*** Texte extrait ***

Le vrai bon lecteur, finalement, est un re-lecteur, même quand il lit un texte pour la première fois. Et cela, n’importe qui peut le faire : ce n’est pas une question de diplômes ou d’études (comme cherchent à nous le faire croire certains cuistres), mais bien une question d’attention, de sensibilité, et pour tout dire d’amour. J’ai plus confiance dans la lectrice qui chaque semaine achète un livre de poche que dans l’homme qui collectionne des Pléiade qu’il n’ouvre jamais.
Le terme un peu barbare de « signes de littérarité » dit bien ce que nous cherchons dans la lecture : pas seulement une chose racontée, une histoire ou des réflexions, mais les moyens de style, d’orchestration, de travail sur le langage qui vont rendre la chose savoureuse, complexe, excitante, inattendue.
Le plaisir de la langue. C’est ce plaisir qui est au cœur de la libido critique. Et c’est avec cela que nous allons déterminer l’intérêt ou la volupté que nous pourrons tirer d’un livre. C’est la seule critique possible. Il suffit de lire la première page (parfois la première phrase) d’un livre pour savoir si l’on a affaire à un écrivain ou un écrivant, un orfèvre ou un faussaire de librairie.
Je ne vois finalement que quatre catégories de romans, sur toute une rentrée. Une moitié n’est ni faite ni à faire, et cela se sent dès les premières pages ; ce sont soit des nuls incorrigibles (mais en général ils ne sont pas édités), soit des cyniques qui profitent de la bêtise supposée des gens pour leur piquer leur blé et en leur vendant des haricots qui ne veulent pas cuire.
Il y a une seconde catégorie intéressante (et pour laquelle je n’ai aucun mépris) des gens qui n’ont pas idée de ce qu’est la littérature, qui ne font aucun effort de style, mais qui ont ce petit talent pas négligeable de savoir vous intéresser à une histoire. En général, ça ne vole pas très haut, mais cela a du moins le mérite d’être distrayant, ce qui n’est déjà pas mal.
La troisième catégorie est évidemment celle qui nous transporte le plus : celle de ceux qui nous attrapent par leur style, leur verve, leur invention, et qui en plus, arrivent à nous intéresser à leur histoire. Ce qui prouve que le style fait tout, c’est qu’il y a des brouettes entières de livres qui racontent que l’auteur a perdu sa mère ou son père, mais que Le livre de ma mère, Journal de deuil ou Over the rainbow sont uniques.

*** Informations fournies ***

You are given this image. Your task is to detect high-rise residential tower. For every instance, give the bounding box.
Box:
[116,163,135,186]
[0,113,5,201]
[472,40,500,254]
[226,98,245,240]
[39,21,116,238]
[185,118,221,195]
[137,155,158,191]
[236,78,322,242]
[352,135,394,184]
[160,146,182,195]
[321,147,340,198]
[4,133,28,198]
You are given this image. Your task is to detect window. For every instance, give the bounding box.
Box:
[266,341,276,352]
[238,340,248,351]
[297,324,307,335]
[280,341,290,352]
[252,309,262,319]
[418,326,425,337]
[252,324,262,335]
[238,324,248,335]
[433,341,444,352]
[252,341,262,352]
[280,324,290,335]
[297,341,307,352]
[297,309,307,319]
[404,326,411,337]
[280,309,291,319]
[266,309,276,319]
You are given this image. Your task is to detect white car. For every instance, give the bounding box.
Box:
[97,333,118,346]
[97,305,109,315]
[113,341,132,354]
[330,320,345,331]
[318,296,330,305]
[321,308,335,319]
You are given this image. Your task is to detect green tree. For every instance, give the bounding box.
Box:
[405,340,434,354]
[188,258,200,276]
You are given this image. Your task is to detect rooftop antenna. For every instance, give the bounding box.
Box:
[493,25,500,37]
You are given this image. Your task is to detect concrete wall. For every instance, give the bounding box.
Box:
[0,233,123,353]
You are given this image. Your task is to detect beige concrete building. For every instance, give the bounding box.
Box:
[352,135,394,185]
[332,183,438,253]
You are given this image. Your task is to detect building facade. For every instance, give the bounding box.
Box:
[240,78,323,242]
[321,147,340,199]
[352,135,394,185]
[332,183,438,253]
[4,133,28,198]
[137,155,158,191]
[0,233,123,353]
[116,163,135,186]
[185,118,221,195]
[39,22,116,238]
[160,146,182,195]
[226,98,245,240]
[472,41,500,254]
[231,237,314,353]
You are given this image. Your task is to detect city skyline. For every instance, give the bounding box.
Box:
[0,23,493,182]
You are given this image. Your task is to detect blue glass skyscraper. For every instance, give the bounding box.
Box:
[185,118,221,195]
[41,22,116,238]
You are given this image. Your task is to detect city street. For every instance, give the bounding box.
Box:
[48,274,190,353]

***

Tâche courte 1:
D'après le texte extrait sur la lecture et la critique, que suffit-il de faire pour savoir si l'on a affaire à un écrivain ou à un écrivant ?
Tâche courte 2:
Indiquez si chacune des affirmations suivantes concorde avec le texte extrait sur la lecture et la critique : (a) être un vrai bon lecteur dépend des diplômes et des études ; (b) l'auteur n'éprouve aucun mépris pour la deuxième catégorie de romans ; (c) l'auteur distingue quatre catégories de romans sur une rentrée.
Tâche courte 3:
Poursuivez le texte extrait sur la lecture et la critique en partant de sa dernière phrase.

Réponse 1:
Il suffit de lire la première page d'un livre, parfois même la première phrase.

Réponse 2:
(a) Non : « ce n’est pas une question de diplômes ou d’études ».
(b) Oui : « et pour laquelle je n’ai aucun mépris ».
(c) Oui : « Je ne vois finalement que quatre catégories de romans, sur toute une rentrée ».

Réponse 3:
Et enfin, la quatrième catégorie, la plus rare : le livre qu’on n’attendait pas et qui ne ressemble à rien d’autre. Ce que nous appellerons, dans notre langage quelque peu technique, à nous autres littéraires : la claque dans la gueule. Un usage du langage qui rend ivre, une histoire dont on ne peut se détacher, et parfois même la création d’un mythe (Don Quichotte, Claudine, Don Juan...). Bref, un livre qui vous habitera toute votre vie.
Il est sans doute totalement indécent et injuste de demander à un roman de la rentrée littéraire de vous mettre une claque digne des Frères Karamazov, de La chartreuse de Parme, des Misérables ou de Ulysse... Il en paraît peut-être un ou trois ou cinq par an ? Cela peut paraître sévère, mais le regard sur l'art ne peut se passer de valeurs, et ces jugements de valeurs ne peuvent que se fonder sur la connaissance intime des grandes oeuvres du passé.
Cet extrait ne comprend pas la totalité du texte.